What the exercise asks: Write the data out again in full, with no departure from the original.

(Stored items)
╔══

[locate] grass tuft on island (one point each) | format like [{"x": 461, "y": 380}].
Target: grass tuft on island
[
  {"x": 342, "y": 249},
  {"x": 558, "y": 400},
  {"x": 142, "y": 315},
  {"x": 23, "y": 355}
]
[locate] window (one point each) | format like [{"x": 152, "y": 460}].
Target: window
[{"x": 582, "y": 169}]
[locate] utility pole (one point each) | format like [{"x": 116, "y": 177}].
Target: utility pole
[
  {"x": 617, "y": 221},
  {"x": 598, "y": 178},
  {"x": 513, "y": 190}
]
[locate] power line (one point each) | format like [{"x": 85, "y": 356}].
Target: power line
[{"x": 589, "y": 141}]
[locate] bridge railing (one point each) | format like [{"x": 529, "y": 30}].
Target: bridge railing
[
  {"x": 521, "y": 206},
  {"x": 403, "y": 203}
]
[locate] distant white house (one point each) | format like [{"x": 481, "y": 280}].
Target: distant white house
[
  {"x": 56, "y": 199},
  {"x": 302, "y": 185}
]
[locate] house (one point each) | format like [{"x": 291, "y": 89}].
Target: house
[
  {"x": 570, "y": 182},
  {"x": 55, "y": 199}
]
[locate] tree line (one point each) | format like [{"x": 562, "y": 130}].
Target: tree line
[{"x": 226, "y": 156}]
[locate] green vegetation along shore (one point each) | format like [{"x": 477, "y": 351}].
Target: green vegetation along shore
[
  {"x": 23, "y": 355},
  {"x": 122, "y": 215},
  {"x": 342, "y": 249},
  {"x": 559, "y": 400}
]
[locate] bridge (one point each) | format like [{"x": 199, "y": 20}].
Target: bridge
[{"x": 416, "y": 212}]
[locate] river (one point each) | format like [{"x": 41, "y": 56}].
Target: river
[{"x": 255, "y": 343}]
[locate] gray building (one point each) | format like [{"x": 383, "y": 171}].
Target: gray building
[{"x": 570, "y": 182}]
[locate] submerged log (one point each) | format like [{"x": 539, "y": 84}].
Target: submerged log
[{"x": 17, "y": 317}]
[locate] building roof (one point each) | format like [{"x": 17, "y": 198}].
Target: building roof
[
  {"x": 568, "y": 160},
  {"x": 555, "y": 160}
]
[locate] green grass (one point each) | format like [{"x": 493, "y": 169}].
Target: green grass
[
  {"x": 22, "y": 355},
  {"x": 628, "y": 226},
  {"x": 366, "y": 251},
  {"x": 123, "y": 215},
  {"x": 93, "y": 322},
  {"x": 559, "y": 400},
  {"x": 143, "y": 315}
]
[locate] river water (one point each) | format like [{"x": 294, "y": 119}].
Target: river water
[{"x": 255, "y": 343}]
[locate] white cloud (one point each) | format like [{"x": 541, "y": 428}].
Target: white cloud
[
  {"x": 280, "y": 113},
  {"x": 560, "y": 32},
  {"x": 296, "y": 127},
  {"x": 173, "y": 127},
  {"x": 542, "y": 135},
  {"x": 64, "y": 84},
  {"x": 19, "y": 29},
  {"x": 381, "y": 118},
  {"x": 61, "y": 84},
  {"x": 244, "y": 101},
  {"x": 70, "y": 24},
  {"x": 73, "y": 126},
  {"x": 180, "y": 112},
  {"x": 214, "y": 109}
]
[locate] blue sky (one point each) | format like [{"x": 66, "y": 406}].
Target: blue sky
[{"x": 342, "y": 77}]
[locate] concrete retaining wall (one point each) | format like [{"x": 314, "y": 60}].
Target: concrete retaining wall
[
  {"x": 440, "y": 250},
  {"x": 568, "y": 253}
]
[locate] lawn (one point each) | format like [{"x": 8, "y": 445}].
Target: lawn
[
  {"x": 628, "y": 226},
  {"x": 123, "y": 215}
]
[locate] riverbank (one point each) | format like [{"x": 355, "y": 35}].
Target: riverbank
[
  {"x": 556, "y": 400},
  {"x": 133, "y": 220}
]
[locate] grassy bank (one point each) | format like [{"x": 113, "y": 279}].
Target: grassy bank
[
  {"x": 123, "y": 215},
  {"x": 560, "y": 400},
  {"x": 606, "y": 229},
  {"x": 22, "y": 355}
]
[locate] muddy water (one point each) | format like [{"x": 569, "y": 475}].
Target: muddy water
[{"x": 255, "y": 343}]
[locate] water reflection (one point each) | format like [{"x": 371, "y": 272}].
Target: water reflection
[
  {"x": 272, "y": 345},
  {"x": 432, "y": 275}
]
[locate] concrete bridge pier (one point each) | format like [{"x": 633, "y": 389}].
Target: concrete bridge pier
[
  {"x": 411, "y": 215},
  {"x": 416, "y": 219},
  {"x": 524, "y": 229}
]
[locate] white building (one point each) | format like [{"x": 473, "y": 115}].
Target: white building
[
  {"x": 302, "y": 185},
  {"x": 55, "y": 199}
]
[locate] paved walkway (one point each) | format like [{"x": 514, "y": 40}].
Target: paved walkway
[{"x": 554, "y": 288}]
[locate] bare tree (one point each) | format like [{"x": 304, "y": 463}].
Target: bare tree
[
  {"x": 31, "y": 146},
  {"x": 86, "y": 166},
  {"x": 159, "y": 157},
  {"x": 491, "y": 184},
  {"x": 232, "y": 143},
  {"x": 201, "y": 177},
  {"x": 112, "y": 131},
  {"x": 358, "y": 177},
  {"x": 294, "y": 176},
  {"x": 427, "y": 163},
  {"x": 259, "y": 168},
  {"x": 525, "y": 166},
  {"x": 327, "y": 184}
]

╚══

Solution to this task:
[locate] grass tuft on island (one point each) | format like [{"x": 461, "y": 380}].
Target: grass tuft on island
[
  {"x": 342, "y": 249},
  {"x": 558, "y": 400},
  {"x": 142, "y": 315},
  {"x": 23, "y": 355}
]
[locate] window (one point each) | format like [{"x": 152, "y": 460}].
Target: window
[{"x": 582, "y": 169}]
[locate] utility pole (one point each) | format like [{"x": 116, "y": 177}].
Target: utility pole
[
  {"x": 617, "y": 221},
  {"x": 598, "y": 178},
  {"x": 513, "y": 190}
]
[locate] power line (one point each) | format like [{"x": 85, "y": 356}].
Target: power line
[{"x": 589, "y": 141}]
[locate] bridge railing (one point each) | format like [{"x": 529, "y": 30}].
Target: bridge railing
[
  {"x": 521, "y": 206},
  {"x": 403, "y": 203}
]
[locate] distant white house (one point each) | format like [{"x": 481, "y": 280}].
Target: distant white house
[
  {"x": 56, "y": 199},
  {"x": 302, "y": 185}
]
[locate] house (one point each) | format like [{"x": 291, "y": 89}].
Target: house
[
  {"x": 570, "y": 182},
  {"x": 55, "y": 199}
]
[locate] tree line (one point each) | format like [{"x": 562, "y": 130}].
Target: tree line
[{"x": 226, "y": 156}]
[locate] green vegetation along shore (one point each) | format like [{"x": 477, "y": 351}].
Target: green vegetation along shore
[
  {"x": 23, "y": 355},
  {"x": 122, "y": 215},
  {"x": 342, "y": 249},
  {"x": 559, "y": 400}
]
[locate] bridge (one point each) | format like [{"x": 199, "y": 20}].
Target: bridge
[{"x": 416, "y": 212}]
[locate] river (one point each) | format like [{"x": 41, "y": 56}].
Target: river
[{"x": 255, "y": 343}]
[locate] gray building (one point each) | format like [{"x": 383, "y": 171}].
Target: gray building
[{"x": 570, "y": 182}]
[locate] submerged log (one point each) | format like [{"x": 539, "y": 84}].
Target: submerged log
[{"x": 17, "y": 317}]
[locate] building roof (one point each) | format like [{"x": 17, "y": 198}].
Target: building roof
[
  {"x": 568, "y": 160},
  {"x": 555, "y": 160}
]
[locate] green grass (one point each) | format like [{"x": 493, "y": 169}].
Target: green grass
[
  {"x": 22, "y": 355},
  {"x": 628, "y": 226},
  {"x": 366, "y": 251},
  {"x": 123, "y": 215},
  {"x": 93, "y": 322},
  {"x": 559, "y": 400},
  {"x": 143, "y": 315}
]
[locate] river water (one point each) | format like [{"x": 294, "y": 119}].
Target: river water
[{"x": 255, "y": 343}]
[locate] white cloud (one point each) | format like [{"x": 541, "y": 428}].
Target: white cloud
[
  {"x": 280, "y": 113},
  {"x": 560, "y": 32},
  {"x": 296, "y": 127},
  {"x": 173, "y": 127},
  {"x": 542, "y": 135},
  {"x": 64, "y": 84},
  {"x": 19, "y": 29},
  {"x": 381, "y": 118},
  {"x": 61, "y": 84},
  {"x": 244, "y": 101},
  {"x": 70, "y": 24},
  {"x": 73, "y": 126},
  {"x": 180, "y": 112},
  {"x": 214, "y": 109}
]
[locate] blue sky (one point each) | format like [{"x": 66, "y": 406}].
Target: blue sky
[{"x": 342, "y": 77}]
[locate] concrete retaining wall (one point each) | format like [{"x": 314, "y": 60}].
Target: concrete retaining wall
[
  {"x": 440, "y": 250},
  {"x": 568, "y": 253}
]
[locate] lawn (one point each) | format like [{"x": 8, "y": 445}].
Target: lawn
[
  {"x": 628, "y": 226},
  {"x": 123, "y": 215}
]
[locate] riverbank (one point each) | format like [{"x": 355, "y": 35}].
Target: riverbank
[
  {"x": 556, "y": 400},
  {"x": 133, "y": 220}
]
[locate] grassy bank (one point each) | format like [{"x": 113, "y": 279}].
Target: grassy bank
[
  {"x": 123, "y": 215},
  {"x": 560, "y": 400},
  {"x": 606, "y": 229},
  {"x": 22, "y": 355}
]
[locate] muddy water (one point each) | format like [{"x": 569, "y": 475}].
Target: muddy water
[{"x": 255, "y": 343}]
[locate] water reflection (one point each) | format like [{"x": 371, "y": 272}].
Target: water reflection
[
  {"x": 272, "y": 345},
  {"x": 432, "y": 275}
]
[locate] concrete bridge pier (one point each) | format like [{"x": 633, "y": 389}].
Target: concrete bridge pier
[
  {"x": 411, "y": 215},
  {"x": 416, "y": 219},
  {"x": 524, "y": 229}
]
[locate] white building (one point each) | format like [{"x": 473, "y": 115}].
Target: white building
[
  {"x": 302, "y": 185},
  {"x": 55, "y": 199}
]
[locate] paved walkway (one point each) | format like [{"x": 514, "y": 40}].
Target: paved walkway
[{"x": 554, "y": 288}]
[locate] bare tree (one point each) | format like [{"x": 304, "y": 463}].
Target: bare tree
[
  {"x": 31, "y": 146},
  {"x": 86, "y": 166},
  {"x": 159, "y": 157},
  {"x": 491, "y": 184},
  {"x": 232, "y": 143},
  {"x": 201, "y": 177},
  {"x": 112, "y": 131},
  {"x": 358, "y": 177},
  {"x": 294, "y": 176},
  {"x": 427, "y": 163},
  {"x": 259, "y": 168},
  {"x": 525, "y": 166},
  {"x": 327, "y": 184}
]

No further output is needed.